DIRECTIVE –
Copy the data exactly as it appears, and do not include any pictures.

(Collection entries)
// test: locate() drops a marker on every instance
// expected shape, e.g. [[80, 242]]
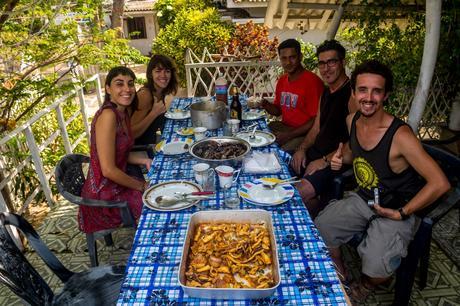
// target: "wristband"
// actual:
[[403, 214]]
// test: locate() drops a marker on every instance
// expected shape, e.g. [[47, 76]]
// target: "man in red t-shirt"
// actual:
[[297, 94]]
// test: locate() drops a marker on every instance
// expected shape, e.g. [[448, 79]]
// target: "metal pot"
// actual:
[[209, 114]]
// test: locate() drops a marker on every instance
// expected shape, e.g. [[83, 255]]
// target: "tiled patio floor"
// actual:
[[61, 234]]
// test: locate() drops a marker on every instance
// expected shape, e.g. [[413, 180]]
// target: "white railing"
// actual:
[[252, 77], [24, 139]]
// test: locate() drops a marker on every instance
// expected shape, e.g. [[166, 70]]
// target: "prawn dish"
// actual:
[[230, 255]]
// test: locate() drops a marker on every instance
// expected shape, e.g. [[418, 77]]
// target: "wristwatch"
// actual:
[[403, 214]]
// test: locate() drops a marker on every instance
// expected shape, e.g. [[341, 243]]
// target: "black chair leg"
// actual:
[[92, 249], [404, 281], [424, 259], [108, 240]]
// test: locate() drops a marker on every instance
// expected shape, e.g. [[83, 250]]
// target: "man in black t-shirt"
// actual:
[[387, 159], [311, 159]]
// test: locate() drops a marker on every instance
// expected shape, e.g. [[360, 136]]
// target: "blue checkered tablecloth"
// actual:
[[307, 273]]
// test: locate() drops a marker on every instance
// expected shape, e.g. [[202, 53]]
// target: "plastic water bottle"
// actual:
[[221, 89]]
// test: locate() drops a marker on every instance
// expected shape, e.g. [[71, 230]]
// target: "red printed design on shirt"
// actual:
[[298, 99]]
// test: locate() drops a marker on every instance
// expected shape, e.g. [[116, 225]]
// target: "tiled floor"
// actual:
[[61, 234]]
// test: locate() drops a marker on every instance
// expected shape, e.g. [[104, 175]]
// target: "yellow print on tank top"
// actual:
[[364, 173]]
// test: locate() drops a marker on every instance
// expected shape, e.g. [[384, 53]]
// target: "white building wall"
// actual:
[[143, 45]]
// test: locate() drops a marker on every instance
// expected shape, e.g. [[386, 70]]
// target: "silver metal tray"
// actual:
[[261, 139], [234, 162], [234, 216]]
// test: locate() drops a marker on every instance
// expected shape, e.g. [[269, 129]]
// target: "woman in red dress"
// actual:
[[111, 142]]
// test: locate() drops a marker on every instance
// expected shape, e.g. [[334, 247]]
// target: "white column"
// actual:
[[335, 22], [430, 52]]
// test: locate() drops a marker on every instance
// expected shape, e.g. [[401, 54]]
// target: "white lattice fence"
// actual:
[[436, 113], [251, 76]]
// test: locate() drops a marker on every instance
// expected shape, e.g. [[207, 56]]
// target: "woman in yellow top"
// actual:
[[149, 116]]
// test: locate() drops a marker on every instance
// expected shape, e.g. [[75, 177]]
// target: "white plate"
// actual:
[[262, 138], [255, 193], [177, 114], [174, 147], [168, 188], [187, 131], [253, 114]]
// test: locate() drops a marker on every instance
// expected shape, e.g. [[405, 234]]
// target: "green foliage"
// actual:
[[400, 48], [195, 29], [251, 40], [41, 43], [309, 60], [167, 10]]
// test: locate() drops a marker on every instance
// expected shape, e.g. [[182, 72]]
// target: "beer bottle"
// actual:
[[235, 107]]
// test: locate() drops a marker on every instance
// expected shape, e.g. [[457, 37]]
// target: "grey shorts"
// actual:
[[385, 242], [291, 145]]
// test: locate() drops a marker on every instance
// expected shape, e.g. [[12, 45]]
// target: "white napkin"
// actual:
[[260, 162]]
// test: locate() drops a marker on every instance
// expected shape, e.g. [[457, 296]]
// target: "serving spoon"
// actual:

PROBLEM SOLUTION –
// test: locate() drops a marker on every instance
// expected shape, e.g. [[80, 242]]
// target: "wristband"
// actual:
[[403, 214]]
// test: locate() drops a marker on every instance
// expected shape, e.g. [[47, 76]]
// target: "man in red t-shirt"
// actual:
[[297, 94]]
// test: locate() drops a marker on every instance
// expected shape, e.g. [[448, 79]]
// target: "metal pot"
// actual:
[[209, 114]]
// test: locate() drops a marker on every instance
// expected shape, e.g. [[83, 255]]
// target: "tiled patio floor"
// actual:
[[61, 234]]
// test: locate() drops a marker on every instance
// expected shape, e.g. [[413, 180]]
// target: "white railing"
// actual:
[[252, 77], [24, 139]]
// test: locate() drops a marker on every instance
// expected shape, e.g. [[166, 70]]
// target: "prawn dish"
// actual:
[[230, 255]]
// test: locate() drops a marker on every instance
// expected shape, e.g. [[418, 77]]
// target: "wristwatch"
// actual:
[[403, 214]]
// test: locate() drops a marker on every instance
// expected shape, e.g. [[341, 243]]
// target: "black chair leg"
// actual:
[[92, 249], [404, 281], [424, 259], [108, 240]]
// test: locate() drops a marker on every instance
// expected shape, e.g. [[83, 250]]
// target: "man in black t-shirt"
// actual:
[[387, 159], [311, 159]]
// test: locate() drops a marker on every instance
// expected shape, e.g. [[360, 136]]
// target: "blue checkered tablecloth"
// actual:
[[307, 273]]
// test: locate() drops a marker on every instance
// expected shape, e.g. [[202, 53]]
// target: "plastic water bottle"
// actual:
[[221, 89]]
// test: locate() drops a marker on every instance
// expected shape, e.g. [[71, 230]]
// target: "red printed design on shirt"
// actual:
[[298, 99]]
// test: locate() drops a marker on every instance
// expected shape, e.g. [[116, 225]]
// target: "tiled floor"
// actual:
[[61, 234]]
// test: locate() drops a marker on every instance
// expected shape, e.g. [[104, 175]]
// target: "yellow print on tank top"
// actual:
[[364, 173]]
// test: locate() drops a marker on every instance
// expected shape, e.g. [[384, 53]]
// target: "white building wall"
// actual:
[[143, 45]]
// test: locate() drops a marker on every instance
// expected shape, e.g. [[386, 70]]
// target: "silver metal tray"
// actual:
[[261, 139], [234, 162], [234, 216]]
// test: locate() drops a marker on every instance
// expected shape, e.g. [[269, 129]]
// target: "woman in red dress"
// actual:
[[111, 142]]
// test: locate() drops a marker on every instance
// expected shape, e.g. [[334, 247]]
// target: "white column"
// actual:
[[335, 22], [430, 52]]
// test: locate() drops a marker on every instance
// expected shape, e.g. [[401, 54]]
// target: "white lattice fence"
// actual:
[[436, 113], [251, 76]]
// test: locate() drops a marker on every instance
// expected shape, e.g. [[207, 56]]
// target: "woman in yellow top"
// actual:
[[149, 116]]
// test: locate() drops a marker on every instance
// expected shape, e.g. [[75, 177]]
// target: "white plate"
// actual:
[[262, 138], [255, 193], [177, 114], [174, 147], [168, 188], [187, 131], [253, 114]]
// test: locate() drops a marker on every instance
// expected shape, e.g. [[405, 234]]
// target: "green foliage"
// actual:
[[400, 48], [195, 29], [251, 40], [41, 43], [309, 60], [167, 10]]
// test: locate() drops a marker on every instance
// expected shape, e.g. [[182, 72]]
// target: "beer bottle"
// actual:
[[235, 107]]
// test: locate() drops a marker on every instance
// expected shape, e.g. [[457, 37]]
// target: "grey shorts"
// actual:
[[385, 242], [291, 145]]
// test: locate() drops a marker on every instance
// expected shape, e.g. [[12, 45]]
// target: "white napkin"
// actual:
[[260, 162]]
// test: locate() drops a marker on every instance
// expected shape, e.g. [[457, 296]]
// target: "serving spoon"
// actual:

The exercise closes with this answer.